[Direction]: Beginning with the line containing "mark: gray cloud" and ending with the last line, repeat the records exactly.

[Source material]:
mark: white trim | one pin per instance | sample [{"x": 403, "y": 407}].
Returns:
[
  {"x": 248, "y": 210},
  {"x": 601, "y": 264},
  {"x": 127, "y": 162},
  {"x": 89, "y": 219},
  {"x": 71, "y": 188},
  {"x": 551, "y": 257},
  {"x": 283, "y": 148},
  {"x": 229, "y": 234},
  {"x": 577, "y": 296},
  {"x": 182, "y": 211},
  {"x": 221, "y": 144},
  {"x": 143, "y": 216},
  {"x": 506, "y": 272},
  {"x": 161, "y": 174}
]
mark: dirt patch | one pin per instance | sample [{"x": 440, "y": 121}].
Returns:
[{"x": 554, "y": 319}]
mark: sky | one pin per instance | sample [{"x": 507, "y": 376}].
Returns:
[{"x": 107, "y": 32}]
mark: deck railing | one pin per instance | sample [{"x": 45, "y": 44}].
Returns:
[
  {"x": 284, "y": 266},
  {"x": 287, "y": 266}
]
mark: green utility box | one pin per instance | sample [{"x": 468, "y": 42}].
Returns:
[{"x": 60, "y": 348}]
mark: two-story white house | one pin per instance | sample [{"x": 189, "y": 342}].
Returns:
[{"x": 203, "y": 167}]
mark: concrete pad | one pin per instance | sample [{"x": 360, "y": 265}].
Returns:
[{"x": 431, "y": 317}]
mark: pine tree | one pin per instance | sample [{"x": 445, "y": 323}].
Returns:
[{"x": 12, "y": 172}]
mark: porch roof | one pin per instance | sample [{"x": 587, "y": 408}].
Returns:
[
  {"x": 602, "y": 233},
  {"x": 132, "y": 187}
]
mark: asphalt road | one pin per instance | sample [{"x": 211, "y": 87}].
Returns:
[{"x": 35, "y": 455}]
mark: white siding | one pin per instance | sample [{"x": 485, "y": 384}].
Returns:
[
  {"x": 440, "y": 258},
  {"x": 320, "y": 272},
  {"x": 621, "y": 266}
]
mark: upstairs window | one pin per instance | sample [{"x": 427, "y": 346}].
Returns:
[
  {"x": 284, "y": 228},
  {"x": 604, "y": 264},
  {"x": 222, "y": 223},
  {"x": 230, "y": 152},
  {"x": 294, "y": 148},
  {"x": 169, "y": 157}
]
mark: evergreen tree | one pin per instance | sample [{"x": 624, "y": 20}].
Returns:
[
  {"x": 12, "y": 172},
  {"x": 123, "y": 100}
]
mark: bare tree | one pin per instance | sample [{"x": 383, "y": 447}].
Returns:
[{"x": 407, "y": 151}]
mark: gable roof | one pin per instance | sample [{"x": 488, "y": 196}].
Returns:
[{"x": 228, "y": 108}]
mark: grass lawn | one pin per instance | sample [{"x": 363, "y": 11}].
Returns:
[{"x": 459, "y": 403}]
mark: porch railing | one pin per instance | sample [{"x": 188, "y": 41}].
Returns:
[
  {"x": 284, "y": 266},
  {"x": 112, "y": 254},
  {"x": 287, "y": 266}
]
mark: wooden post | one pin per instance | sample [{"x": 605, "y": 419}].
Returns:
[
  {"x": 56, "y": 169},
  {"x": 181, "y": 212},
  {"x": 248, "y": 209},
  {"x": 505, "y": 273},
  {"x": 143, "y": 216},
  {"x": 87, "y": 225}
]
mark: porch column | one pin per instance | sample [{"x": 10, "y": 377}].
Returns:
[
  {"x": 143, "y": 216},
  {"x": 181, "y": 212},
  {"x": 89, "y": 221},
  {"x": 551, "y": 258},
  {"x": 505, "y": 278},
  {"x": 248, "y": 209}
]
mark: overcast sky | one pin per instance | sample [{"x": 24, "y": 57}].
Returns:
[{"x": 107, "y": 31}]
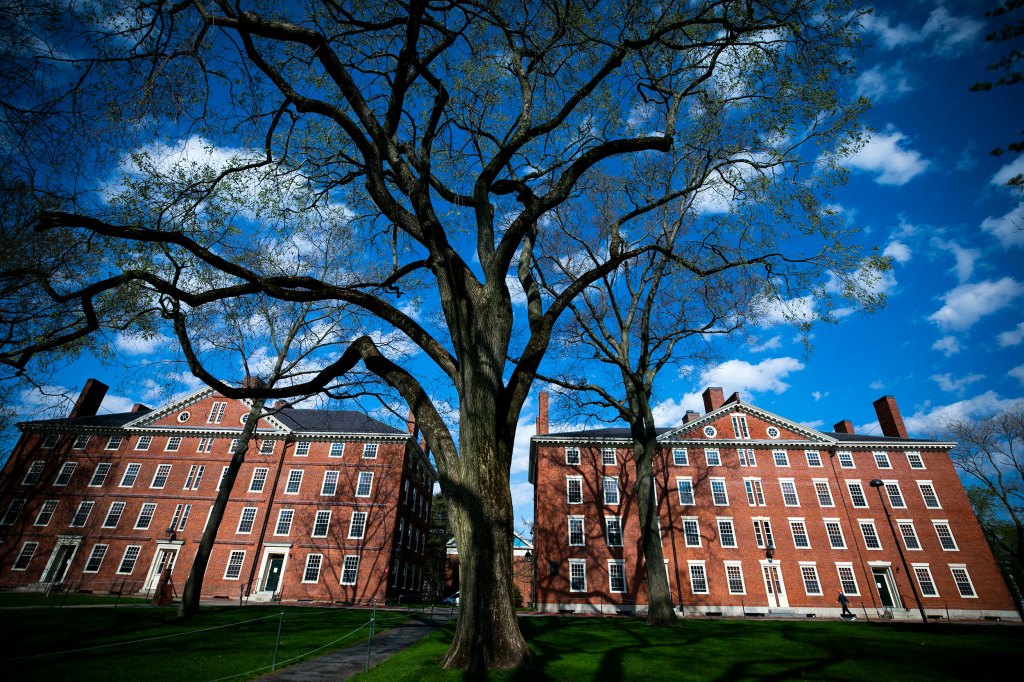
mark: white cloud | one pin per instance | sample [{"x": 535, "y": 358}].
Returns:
[
  {"x": 970, "y": 302},
  {"x": 955, "y": 385},
  {"x": 879, "y": 83},
  {"x": 897, "y": 251},
  {"x": 948, "y": 345},
  {"x": 885, "y": 156},
  {"x": 1008, "y": 228},
  {"x": 932, "y": 419},
  {"x": 1013, "y": 337}
]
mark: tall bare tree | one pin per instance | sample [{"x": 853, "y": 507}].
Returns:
[{"x": 463, "y": 150}]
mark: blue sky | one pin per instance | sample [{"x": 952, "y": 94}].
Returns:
[{"x": 924, "y": 190}]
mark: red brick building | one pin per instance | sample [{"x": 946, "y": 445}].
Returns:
[
  {"x": 761, "y": 515},
  {"x": 330, "y": 506}
]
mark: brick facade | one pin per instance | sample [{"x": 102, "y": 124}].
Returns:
[
  {"x": 752, "y": 473},
  {"x": 328, "y": 507}
]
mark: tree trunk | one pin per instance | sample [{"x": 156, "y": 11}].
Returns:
[{"x": 194, "y": 586}]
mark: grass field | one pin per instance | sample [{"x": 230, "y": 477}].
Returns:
[
  {"x": 147, "y": 643},
  {"x": 577, "y": 649}
]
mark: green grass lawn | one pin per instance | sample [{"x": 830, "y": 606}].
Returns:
[
  {"x": 151, "y": 644},
  {"x": 569, "y": 649}
]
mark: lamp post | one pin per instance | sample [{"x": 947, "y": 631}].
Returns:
[{"x": 878, "y": 484}]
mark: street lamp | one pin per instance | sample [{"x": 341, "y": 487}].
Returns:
[{"x": 878, "y": 484}]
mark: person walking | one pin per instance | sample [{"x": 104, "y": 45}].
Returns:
[{"x": 845, "y": 603}]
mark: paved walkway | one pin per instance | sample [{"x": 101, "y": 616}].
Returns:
[{"x": 346, "y": 663}]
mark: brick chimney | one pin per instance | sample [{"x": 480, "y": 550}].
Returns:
[
  {"x": 714, "y": 398},
  {"x": 88, "y": 400},
  {"x": 889, "y": 417},
  {"x": 846, "y": 426},
  {"x": 542, "y": 413}
]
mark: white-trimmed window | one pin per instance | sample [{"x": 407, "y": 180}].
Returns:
[
  {"x": 330, "y": 484},
  {"x": 365, "y": 484},
  {"x": 196, "y": 472},
  {"x": 576, "y": 531},
  {"x": 610, "y": 486},
  {"x": 578, "y": 574},
  {"x": 698, "y": 577},
  {"x": 357, "y": 525},
  {"x": 726, "y": 533},
  {"x": 34, "y": 473},
  {"x": 963, "y": 580},
  {"x": 857, "y": 498},
  {"x": 25, "y": 556},
  {"x": 895, "y": 495},
  {"x": 258, "y": 479},
  {"x": 13, "y": 511},
  {"x": 685, "y": 487},
  {"x": 755, "y": 494},
  {"x": 64, "y": 476},
  {"x": 46, "y": 512},
  {"x": 82, "y": 513},
  {"x": 235, "y": 560},
  {"x": 311, "y": 572},
  {"x": 322, "y": 522},
  {"x": 739, "y": 426},
  {"x": 616, "y": 576},
  {"x": 908, "y": 534},
  {"x": 284, "y": 524},
  {"x": 788, "y": 487},
  {"x": 128, "y": 559},
  {"x": 216, "y": 413},
  {"x": 945, "y": 535},
  {"x": 691, "y": 531},
  {"x": 928, "y": 495},
  {"x": 145, "y": 516},
  {"x": 870, "y": 534},
  {"x": 350, "y": 569},
  {"x": 734, "y": 578},
  {"x": 573, "y": 489},
  {"x": 925, "y": 581},
  {"x": 799, "y": 529},
  {"x": 294, "y": 483},
  {"x": 835, "y": 531},
  {"x": 823, "y": 492},
  {"x": 613, "y": 530},
  {"x": 847, "y": 579},
  {"x": 160, "y": 478},
  {"x": 99, "y": 474},
  {"x": 246, "y": 521},
  {"x": 812, "y": 586},
  {"x": 719, "y": 495},
  {"x": 95, "y": 558}
]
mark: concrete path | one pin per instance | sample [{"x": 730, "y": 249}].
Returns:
[{"x": 346, "y": 663}]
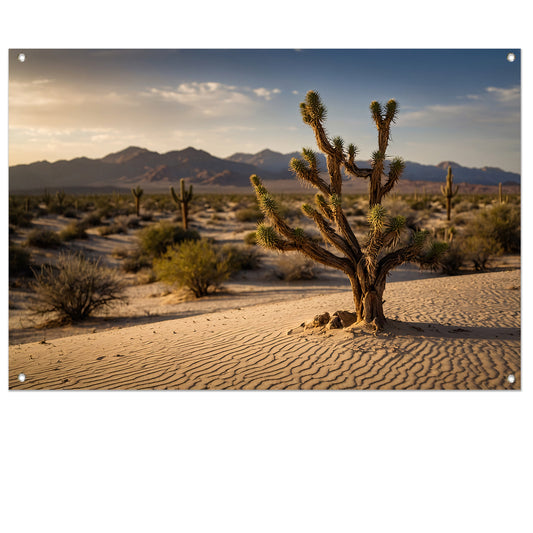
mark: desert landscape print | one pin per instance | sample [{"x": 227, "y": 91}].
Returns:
[{"x": 264, "y": 219}]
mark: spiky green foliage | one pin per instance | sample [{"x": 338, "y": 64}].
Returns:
[
  {"x": 268, "y": 237},
  {"x": 375, "y": 109},
  {"x": 183, "y": 200},
  {"x": 376, "y": 217},
  {"x": 338, "y": 143},
  {"x": 310, "y": 156},
  {"x": 377, "y": 157},
  {"x": 312, "y": 109},
  {"x": 391, "y": 112}
]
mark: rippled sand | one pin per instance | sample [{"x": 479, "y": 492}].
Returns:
[{"x": 445, "y": 333}]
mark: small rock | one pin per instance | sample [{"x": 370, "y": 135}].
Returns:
[
  {"x": 319, "y": 320},
  {"x": 334, "y": 323},
  {"x": 346, "y": 318}
]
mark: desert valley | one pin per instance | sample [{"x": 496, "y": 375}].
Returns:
[{"x": 452, "y": 327}]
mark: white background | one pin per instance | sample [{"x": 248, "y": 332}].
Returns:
[{"x": 255, "y": 461}]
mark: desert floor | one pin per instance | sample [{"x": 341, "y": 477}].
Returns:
[{"x": 460, "y": 332}]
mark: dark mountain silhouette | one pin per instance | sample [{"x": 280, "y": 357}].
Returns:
[
  {"x": 274, "y": 161},
  {"x": 139, "y": 166},
  {"x": 130, "y": 167}
]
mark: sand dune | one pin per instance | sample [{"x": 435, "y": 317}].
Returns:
[{"x": 445, "y": 333}]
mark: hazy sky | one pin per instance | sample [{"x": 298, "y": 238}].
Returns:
[{"x": 460, "y": 105}]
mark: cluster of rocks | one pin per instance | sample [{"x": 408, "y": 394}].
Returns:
[{"x": 339, "y": 320}]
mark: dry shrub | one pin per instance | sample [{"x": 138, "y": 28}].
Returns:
[
  {"x": 75, "y": 230},
  {"x": 74, "y": 288},
  {"x": 195, "y": 265},
  {"x": 43, "y": 238}
]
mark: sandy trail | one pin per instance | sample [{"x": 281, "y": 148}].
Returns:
[{"x": 444, "y": 333}]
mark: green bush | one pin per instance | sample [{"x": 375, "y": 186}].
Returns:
[
  {"x": 136, "y": 261},
  {"x": 154, "y": 240},
  {"x": 19, "y": 217},
  {"x": 74, "y": 288},
  {"x": 43, "y": 238},
  {"x": 75, "y": 230},
  {"x": 195, "y": 265}
]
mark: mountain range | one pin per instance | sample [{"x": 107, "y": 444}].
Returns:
[{"x": 152, "y": 170}]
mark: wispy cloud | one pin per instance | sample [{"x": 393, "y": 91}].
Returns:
[
  {"x": 495, "y": 104},
  {"x": 267, "y": 94},
  {"x": 211, "y": 98},
  {"x": 505, "y": 95}
]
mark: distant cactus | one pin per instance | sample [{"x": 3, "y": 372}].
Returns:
[
  {"x": 47, "y": 198},
  {"x": 183, "y": 201},
  {"x": 137, "y": 193},
  {"x": 449, "y": 191},
  {"x": 60, "y": 195}
]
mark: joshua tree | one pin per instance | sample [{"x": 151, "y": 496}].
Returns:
[
  {"x": 449, "y": 192},
  {"x": 137, "y": 193},
  {"x": 390, "y": 242},
  {"x": 183, "y": 200}
]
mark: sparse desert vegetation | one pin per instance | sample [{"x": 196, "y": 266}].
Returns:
[{"x": 106, "y": 228}]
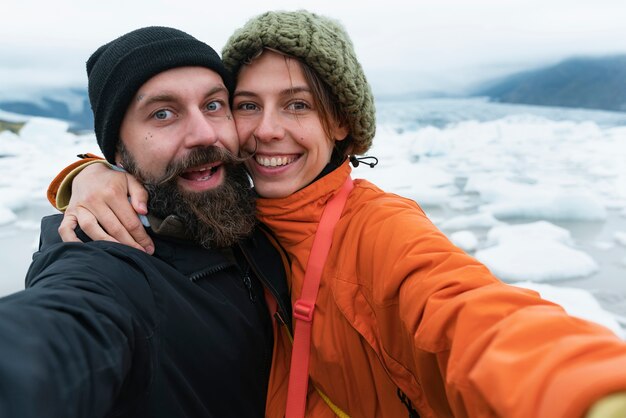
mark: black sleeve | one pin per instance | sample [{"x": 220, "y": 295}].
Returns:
[{"x": 78, "y": 341}]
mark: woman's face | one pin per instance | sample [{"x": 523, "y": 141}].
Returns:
[{"x": 274, "y": 104}]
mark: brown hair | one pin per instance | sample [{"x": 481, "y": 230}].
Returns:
[{"x": 326, "y": 104}]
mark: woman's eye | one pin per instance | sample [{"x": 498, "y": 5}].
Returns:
[
  {"x": 214, "y": 106},
  {"x": 162, "y": 114},
  {"x": 298, "y": 106},
  {"x": 246, "y": 106}
]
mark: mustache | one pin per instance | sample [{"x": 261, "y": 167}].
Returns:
[{"x": 197, "y": 157}]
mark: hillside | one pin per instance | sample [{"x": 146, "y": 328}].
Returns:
[{"x": 593, "y": 83}]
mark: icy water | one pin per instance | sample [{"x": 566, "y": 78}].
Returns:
[{"x": 453, "y": 156}]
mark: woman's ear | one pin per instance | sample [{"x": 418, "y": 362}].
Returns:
[{"x": 340, "y": 132}]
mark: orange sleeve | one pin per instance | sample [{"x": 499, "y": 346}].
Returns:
[{"x": 53, "y": 188}]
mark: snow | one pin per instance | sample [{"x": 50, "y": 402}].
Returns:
[{"x": 514, "y": 189}]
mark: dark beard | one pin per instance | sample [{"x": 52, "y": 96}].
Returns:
[{"x": 214, "y": 218}]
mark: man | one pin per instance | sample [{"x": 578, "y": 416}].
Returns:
[{"x": 107, "y": 330}]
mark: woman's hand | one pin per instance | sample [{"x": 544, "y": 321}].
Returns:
[{"x": 99, "y": 205}]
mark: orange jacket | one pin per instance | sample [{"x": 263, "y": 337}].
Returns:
[{"x": 400, "y": 307}]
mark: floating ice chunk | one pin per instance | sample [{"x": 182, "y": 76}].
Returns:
[
  {"x": 478, "y": 220},
  {"x": 540, "y": 230},
  {"x": 7, "y": 216},
  {"x": 466, "y": 240},
  {"x": 536, "y": 260},
  {"x": 576, "y": 302},
  {"x": 620, "y": 237},
  {"x": 564, "y": 206},
  {"x": 603, "y": 245}
]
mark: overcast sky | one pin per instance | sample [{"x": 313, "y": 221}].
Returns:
[{"x": 404, "y": 45}]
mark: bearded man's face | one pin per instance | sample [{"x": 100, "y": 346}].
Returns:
[{"x": 218, "y": 217}]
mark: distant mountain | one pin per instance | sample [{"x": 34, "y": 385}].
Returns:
[
  {"x": 69, "y": 104},
  {"x": 594, "y": 83}
]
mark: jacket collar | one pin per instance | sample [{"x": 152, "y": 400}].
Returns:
[{"x": 295, "y": 217}]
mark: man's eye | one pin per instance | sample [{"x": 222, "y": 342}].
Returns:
[
  {"x": 213, "y": 106},
  {"x": 162, "y": 114}
]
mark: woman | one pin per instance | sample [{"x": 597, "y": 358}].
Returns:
[{"x": 403, "y": 320}]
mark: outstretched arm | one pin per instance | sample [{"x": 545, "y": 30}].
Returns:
[{"x": 76, "y": 341}]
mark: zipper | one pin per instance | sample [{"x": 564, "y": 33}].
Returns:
[
  {"x": 266, "y": 284},
  {"x": 248, "y": 283},
  {"x": 214, "y": 269}
]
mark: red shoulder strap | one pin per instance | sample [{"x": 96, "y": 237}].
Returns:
[{"x": 304, "y": 307}]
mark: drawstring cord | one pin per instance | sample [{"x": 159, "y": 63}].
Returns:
[{"x": 355, "y": 161}]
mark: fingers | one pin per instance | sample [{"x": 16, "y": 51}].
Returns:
[
  {"x": 67, "y": 227},
  {"x": 138, "y": 195},
  {"x": 99, "y": 205},
  {"x": 128, "y": 229}
]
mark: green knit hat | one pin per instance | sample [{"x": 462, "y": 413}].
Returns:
[{"x": 324, "y": 45}]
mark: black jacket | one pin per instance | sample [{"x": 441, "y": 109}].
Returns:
[{"x": 106, "y": 330}]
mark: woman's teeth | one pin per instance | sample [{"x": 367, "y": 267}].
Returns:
[{"x": 274, "y": 161}]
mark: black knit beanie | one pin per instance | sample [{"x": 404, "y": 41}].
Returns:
[{"x": 118, "y": 69}]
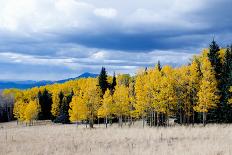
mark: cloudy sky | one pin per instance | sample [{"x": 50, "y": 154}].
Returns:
[{"x": 57, "y": 39}]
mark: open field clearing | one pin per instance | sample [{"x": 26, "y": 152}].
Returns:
[{"x": 70, "y": 139}]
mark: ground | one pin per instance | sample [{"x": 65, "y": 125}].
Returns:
[{"x": 48, "y": 138}]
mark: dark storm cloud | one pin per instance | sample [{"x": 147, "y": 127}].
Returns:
[{"x": 67, "y": 37}]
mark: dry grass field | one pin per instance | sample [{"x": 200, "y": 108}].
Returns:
[{"x": 69, "y": 139}]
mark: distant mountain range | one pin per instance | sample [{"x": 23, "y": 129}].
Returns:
[{"x": 30, "y": 83}]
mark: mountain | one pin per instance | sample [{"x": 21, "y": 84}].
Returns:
[
  {"x": 84, "y": 75},
  {"x": 29, "y": 83}
]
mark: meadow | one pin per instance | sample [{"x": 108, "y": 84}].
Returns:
[{"x": 49, "y": 138}]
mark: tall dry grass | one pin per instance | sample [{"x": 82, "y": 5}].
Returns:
[{"x": 69, "y": 139}]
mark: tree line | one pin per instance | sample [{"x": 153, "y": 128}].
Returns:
[{"x": 198, "y": 92}]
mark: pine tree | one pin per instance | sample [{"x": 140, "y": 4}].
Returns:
[
  {"x": 216, "y": 115},
  {"x": 113, "y": 84},
  {"x": 102, "y": 81},
  {"x": 225, "y": 86}
]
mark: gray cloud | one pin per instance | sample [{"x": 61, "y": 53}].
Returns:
[{"x": 67, "y": 37}]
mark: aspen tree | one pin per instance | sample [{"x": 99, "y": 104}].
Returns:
[
  {"x": 106, "y": 108},
  {"x": 121, "y": 99},
  {"x": 208, "y": 93}
]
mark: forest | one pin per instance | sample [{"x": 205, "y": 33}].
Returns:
[{"x": 199, "y": 92}]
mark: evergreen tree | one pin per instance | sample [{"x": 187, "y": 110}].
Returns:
[
  {"x": 64, "y": 108},
  {"x": 158, "y": 66},
  {"x": 102, "y": 81},
  {"x": 225, "y": 86},
  {"x": 45, "y": 101},
  {"x": 215, "y": 115},
  {"x": 114, "y": 83}
]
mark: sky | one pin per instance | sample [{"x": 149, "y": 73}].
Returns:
[{"x": 58, "y": 39}]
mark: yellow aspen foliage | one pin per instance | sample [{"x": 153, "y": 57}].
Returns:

[Reply]:
mark: gray cloud | one pin per instance | sample [{"x": 61, "y": 53}].
Returns:
[{"x": 67, "y": 37}]
mark: aspen tree | one pin per instance | sample [{"x": 99, "y": 104}].
Returns:
[
  {"x": 106, "y": 108},
  {"x": 121, "y": 99},
  {"x": 208, "y": 93}
]
mark: forest | one pin per instance | sample [{"x": 205, "y": 33}].
Returns:
[{"x": 199, "y": 92}]
mark: evergreen tree | one pin per instance | sample [{"x": 187, "y": 110}].
Returns:
[
  {"x": 64, "y": 108},
  {"x": 158, "y": 66},
  {"x": 102, "y": 81},
  {"x": 225, "y": 86},
  {"x": 45, "y": 101},
  {"x": 215, "y": 115},
  {"x": 114, "y": 83}
]
mark: sky | one pin per instance | sample [{"x": 149, "y": 73}].
Returns:
[{"x": 58, "y": 39}]
mark: yellow aspen foliage | one pin per instance | sample [{"x": 153, "y": 57}].
Returns:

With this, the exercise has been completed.